» The request
In the listing below, find the line containing "Target: wooden slat". Write out that line and every line after it to the end, exactly and only those.

──────

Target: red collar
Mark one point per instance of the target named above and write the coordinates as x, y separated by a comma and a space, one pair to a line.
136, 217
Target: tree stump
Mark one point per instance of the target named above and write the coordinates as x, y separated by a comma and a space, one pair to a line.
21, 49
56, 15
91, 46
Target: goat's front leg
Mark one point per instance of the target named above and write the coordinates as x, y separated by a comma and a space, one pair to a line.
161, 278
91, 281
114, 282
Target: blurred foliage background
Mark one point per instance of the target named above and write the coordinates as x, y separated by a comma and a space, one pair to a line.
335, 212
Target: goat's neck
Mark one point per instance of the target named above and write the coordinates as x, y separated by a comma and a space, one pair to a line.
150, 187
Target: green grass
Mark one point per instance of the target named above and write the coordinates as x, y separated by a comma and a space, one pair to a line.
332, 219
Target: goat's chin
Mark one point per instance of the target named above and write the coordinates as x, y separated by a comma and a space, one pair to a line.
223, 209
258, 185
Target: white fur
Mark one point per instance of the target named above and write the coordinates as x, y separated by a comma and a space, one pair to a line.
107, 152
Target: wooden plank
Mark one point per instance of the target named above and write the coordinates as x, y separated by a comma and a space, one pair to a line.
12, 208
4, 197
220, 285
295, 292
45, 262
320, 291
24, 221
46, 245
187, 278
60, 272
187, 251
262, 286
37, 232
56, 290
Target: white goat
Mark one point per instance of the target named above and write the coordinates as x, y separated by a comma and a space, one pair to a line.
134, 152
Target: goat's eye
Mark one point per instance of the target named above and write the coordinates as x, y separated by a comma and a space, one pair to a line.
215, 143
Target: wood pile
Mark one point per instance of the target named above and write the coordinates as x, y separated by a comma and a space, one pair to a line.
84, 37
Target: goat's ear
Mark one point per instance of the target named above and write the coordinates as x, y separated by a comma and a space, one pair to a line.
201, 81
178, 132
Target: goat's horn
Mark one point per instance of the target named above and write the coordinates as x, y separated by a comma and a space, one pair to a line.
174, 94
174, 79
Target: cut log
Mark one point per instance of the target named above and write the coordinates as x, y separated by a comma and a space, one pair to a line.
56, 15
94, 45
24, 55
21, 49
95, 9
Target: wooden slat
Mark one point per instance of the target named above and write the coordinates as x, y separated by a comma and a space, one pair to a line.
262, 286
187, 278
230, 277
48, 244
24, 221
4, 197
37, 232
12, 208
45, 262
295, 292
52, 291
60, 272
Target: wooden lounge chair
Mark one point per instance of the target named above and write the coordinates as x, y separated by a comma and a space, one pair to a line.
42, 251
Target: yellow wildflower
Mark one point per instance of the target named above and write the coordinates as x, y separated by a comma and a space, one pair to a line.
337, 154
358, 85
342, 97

──────

» Task answer
Target: wooden slat
Mark one point per instance of the target named above and write the coordinates as x, y separated by a comma and a space, one pair to a line.
262, 286
187, 278
230, 277
48, 244
24, 221
4, 197
37, 232
12, 208
45, 262
295, 292
52, 291
60, 272
Target: wooden lounge chair
Mark one point per instance of the target named above and write the coordinates as x, y separated by a comma and a space, one pair to a line.
42, 251
Target: yellow wildflower
Mark one point per instance of the target named above and write the coordinates as x, y separated by a comma and a space, one pair to a line.
337, 154
358, 85
342, 97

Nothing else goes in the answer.